- [Goal of the exercise]:
Report every line below that carries the word "pile".
________
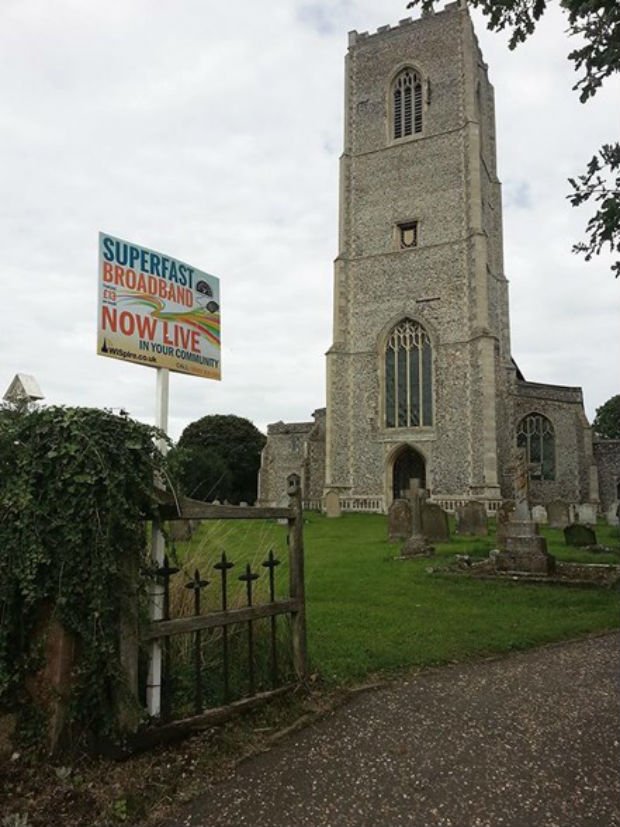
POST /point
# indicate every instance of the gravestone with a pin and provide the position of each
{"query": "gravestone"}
(181, 530)
(579, 535)
(416, 544)
(586, 513)
(524, 550)
(332, 504)
(399, 520)
(539, 514)
(505, 513)
(471, 519)
(558, 514)
(521, 485)
(435, 526)
(613, 514)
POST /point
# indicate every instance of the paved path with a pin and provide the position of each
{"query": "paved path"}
(524, 741)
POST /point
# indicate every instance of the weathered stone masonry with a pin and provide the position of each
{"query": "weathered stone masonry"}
(448, 286)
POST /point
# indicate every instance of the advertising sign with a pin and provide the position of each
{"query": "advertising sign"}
(156, 310)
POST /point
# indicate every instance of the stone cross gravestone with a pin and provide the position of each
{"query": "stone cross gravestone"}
(471, 519)
(558, 514)
(579, 535)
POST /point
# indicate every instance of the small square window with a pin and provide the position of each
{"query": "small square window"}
(408, 235)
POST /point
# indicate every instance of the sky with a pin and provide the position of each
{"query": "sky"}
(211, 131)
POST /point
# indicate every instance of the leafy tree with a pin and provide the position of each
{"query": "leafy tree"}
(218, 457)
(607, 420)
(597, 24)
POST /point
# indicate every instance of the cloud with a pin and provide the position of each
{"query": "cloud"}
(211, 132)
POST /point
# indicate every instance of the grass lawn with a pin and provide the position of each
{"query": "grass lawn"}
(369, 613)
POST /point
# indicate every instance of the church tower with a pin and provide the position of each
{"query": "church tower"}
(420, 365)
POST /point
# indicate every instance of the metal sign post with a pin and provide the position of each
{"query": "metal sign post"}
(158, 549)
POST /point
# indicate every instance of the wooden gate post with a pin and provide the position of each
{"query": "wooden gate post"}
(296, 576)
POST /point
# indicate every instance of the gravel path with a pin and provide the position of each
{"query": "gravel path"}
(528, 740)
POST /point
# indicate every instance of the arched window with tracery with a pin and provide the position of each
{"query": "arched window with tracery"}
(535, 433)
(408, 377)
(406, 104)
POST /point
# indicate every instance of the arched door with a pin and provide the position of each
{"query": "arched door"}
(409, 465)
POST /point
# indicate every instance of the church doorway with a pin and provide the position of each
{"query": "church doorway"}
(409, 465)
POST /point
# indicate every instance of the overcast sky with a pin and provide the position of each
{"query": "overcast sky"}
(211, 131)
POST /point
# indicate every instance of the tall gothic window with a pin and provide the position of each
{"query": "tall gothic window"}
(408, 377)
(535, 433)
(407, 104)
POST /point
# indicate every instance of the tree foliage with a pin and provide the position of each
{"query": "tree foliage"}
(607, 420)
(76, 486)
(218, 457)
(596, 23)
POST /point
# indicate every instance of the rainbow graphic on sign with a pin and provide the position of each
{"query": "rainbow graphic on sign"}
(156, 310)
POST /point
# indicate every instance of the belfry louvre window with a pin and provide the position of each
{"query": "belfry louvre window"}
(407, 104)
(408, 377)
(535, 433)
(408, 235)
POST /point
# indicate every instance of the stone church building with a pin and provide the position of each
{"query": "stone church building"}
(421, 382)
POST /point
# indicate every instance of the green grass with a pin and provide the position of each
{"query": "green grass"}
(369, 613)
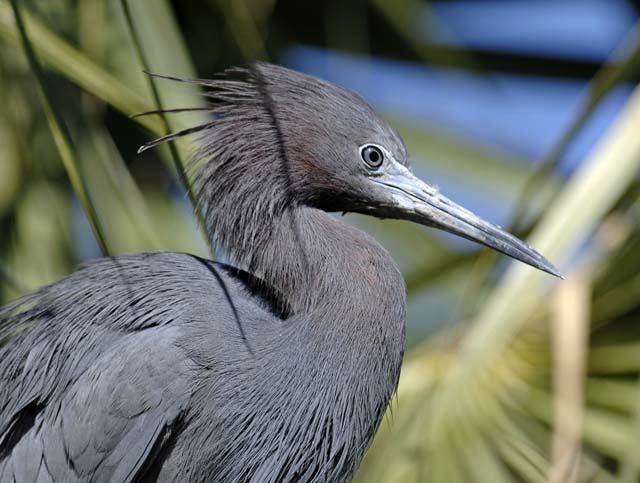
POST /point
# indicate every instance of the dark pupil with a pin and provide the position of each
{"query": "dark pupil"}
(373, 157)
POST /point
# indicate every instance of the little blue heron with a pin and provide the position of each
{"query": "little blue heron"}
(275, 367)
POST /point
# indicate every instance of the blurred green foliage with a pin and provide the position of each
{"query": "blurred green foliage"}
(525, 380)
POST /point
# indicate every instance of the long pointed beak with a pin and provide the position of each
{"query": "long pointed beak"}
(417, 201)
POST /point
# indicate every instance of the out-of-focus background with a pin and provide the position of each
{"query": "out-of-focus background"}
(524, 111)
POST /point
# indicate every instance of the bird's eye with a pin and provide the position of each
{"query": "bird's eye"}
(373, 156)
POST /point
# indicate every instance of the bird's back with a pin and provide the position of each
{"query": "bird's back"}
(99, 369)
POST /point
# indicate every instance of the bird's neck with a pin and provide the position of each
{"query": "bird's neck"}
(310, 259)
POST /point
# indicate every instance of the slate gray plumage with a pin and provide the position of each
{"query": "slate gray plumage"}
(275, 368)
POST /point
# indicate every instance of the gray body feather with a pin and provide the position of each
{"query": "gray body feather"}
(136, 368)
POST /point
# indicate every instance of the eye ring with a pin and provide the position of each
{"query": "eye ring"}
(372, 156)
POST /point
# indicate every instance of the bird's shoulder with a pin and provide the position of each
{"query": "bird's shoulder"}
(98, 367)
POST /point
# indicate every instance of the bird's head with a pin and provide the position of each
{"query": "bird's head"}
(301, 140)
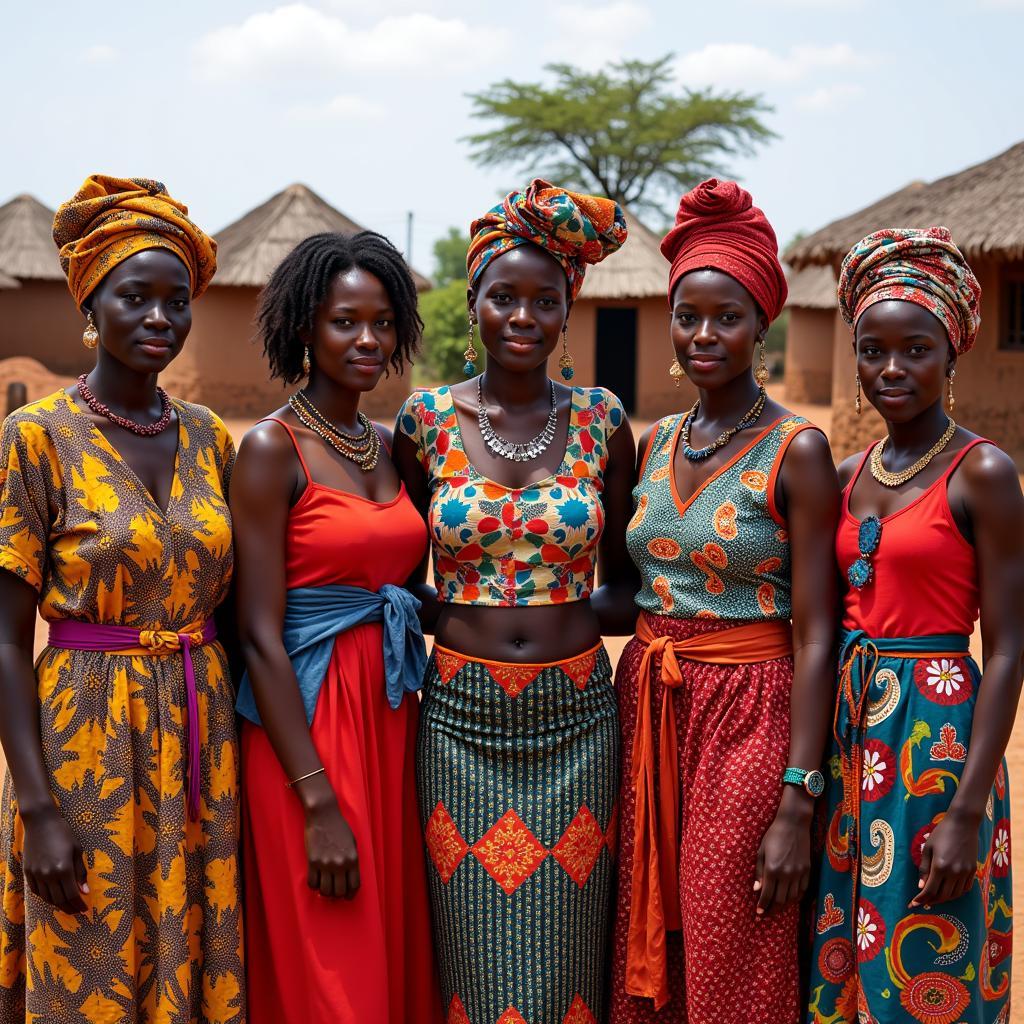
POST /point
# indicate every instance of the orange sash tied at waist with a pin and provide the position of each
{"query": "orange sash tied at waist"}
(654, 906)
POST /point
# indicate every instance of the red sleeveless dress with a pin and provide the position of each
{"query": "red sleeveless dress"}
(369, 960)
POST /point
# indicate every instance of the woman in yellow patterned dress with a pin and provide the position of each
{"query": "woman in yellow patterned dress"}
(119, 823)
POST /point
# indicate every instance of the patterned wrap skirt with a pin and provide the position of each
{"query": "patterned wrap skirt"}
(902, 732)
(517, 769)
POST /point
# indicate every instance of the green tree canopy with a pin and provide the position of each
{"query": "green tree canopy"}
(626, 132)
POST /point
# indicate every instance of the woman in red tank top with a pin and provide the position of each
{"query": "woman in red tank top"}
(337, 920)
(913, 911)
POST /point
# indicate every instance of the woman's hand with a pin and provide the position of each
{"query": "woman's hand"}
(52, 861)
(334, 864)
(783, 868)
(948, 860)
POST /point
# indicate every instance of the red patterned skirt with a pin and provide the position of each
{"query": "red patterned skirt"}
(727, 965)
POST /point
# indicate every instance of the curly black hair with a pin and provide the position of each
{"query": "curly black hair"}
(288, 302)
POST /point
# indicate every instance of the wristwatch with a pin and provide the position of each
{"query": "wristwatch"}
(812, 781)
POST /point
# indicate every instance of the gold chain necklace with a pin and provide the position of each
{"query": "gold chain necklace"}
(898, 479)
(363, 449)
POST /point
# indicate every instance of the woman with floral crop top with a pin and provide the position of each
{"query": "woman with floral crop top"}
(523, 483)
(725, 692)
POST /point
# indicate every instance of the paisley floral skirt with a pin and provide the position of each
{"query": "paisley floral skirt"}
(517, 768)
(892, 772)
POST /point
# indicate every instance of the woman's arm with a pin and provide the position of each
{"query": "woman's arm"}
(411, 471)
(262, 488)
(614, 598)
(810, 493)
(995, 510)
(52, 861)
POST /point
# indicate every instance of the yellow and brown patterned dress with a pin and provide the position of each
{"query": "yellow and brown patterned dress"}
(161, 940)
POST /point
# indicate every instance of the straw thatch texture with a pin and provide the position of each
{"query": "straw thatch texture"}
(249, 250)
(812, 288)
(638, 270)
(983, 207)
(27, 249)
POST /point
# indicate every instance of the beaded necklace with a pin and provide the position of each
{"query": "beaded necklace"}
(363, 449)
(142, 429)
(698, 455)
(890, 479)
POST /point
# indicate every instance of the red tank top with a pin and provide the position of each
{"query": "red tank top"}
(925, 572)
(335, 537)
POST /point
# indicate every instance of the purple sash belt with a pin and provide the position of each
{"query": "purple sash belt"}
(72, 634)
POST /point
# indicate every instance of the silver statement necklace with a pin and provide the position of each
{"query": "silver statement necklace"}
(515, 451)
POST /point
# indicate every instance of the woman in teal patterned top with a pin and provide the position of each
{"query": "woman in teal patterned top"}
(732, 535)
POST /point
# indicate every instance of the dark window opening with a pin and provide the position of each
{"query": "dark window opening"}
(616, 353)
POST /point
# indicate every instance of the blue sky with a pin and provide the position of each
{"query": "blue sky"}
(228, 101)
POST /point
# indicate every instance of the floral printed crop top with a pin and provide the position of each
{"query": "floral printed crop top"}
(513, 547)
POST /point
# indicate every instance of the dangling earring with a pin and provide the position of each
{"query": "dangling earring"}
(90, 336)
(470, 354)
(761, 375)
(565, 363)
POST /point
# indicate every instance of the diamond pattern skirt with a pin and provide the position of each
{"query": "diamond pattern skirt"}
(517, 771)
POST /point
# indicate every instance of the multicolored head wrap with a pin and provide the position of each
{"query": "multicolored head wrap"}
(577, 229)
(913, 264)
(110, 219)
(719, 227)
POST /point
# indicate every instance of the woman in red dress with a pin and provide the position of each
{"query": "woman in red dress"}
(337, 923)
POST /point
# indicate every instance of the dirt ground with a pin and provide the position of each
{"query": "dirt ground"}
(821, 416)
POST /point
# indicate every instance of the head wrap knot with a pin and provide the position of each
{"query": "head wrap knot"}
(719, 227)
(110, 219)
(921, 265)
(576, 228)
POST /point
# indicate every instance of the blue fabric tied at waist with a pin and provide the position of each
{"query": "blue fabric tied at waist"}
(858, 660)
(314, 615)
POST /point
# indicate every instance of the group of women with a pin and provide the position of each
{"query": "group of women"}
(787, 804)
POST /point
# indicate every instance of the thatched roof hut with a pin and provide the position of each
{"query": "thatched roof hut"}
(983, 207)
(27, 250)
(249, 249)
(638, 270)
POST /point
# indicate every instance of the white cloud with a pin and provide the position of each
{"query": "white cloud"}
(301, 39)
(745, 65)
(99, 53)
(597, 33)
(829, 96)
(342, 108)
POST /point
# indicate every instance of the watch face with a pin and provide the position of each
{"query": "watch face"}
(815, 783)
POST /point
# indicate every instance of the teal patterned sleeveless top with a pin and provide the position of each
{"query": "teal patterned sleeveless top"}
(724, 553)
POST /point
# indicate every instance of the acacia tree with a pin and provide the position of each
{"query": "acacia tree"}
(626, 132)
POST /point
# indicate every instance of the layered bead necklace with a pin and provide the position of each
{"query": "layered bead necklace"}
(142, 429)
(363, 449)
(515, 451)
(698, 455)
(889, 479)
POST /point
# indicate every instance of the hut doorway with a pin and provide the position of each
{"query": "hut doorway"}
(616, 353)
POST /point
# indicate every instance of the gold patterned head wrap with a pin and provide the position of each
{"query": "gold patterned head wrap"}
(110, 219)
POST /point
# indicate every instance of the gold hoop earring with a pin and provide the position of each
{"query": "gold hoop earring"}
(470, 354)
(761, 375)
(565, 363)
(90, 336)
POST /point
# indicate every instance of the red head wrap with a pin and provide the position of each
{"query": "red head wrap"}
(718, 226)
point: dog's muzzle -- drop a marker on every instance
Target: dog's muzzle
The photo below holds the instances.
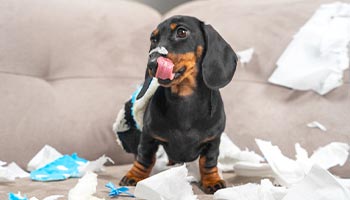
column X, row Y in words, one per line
column 160, row 66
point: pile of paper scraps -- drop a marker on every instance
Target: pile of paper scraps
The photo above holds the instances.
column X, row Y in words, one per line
column 319, row 53
column 306, row 178
column 50, row 165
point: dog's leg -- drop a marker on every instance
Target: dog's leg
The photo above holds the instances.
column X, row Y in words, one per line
column 210, row 179
column 144, row 162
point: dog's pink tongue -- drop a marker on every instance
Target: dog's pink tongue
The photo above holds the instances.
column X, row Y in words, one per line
column 165, row 68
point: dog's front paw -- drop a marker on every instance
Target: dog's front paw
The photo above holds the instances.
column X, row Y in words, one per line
column 137, row 173
column 128, row 181
column 212, row 187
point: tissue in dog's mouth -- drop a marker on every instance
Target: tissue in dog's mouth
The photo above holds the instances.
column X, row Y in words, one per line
column 165, row 69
________
- [Solution for this exercise]:
point: pile of paper scraps -- drop a marker on every instance
Target: pile of paper scraps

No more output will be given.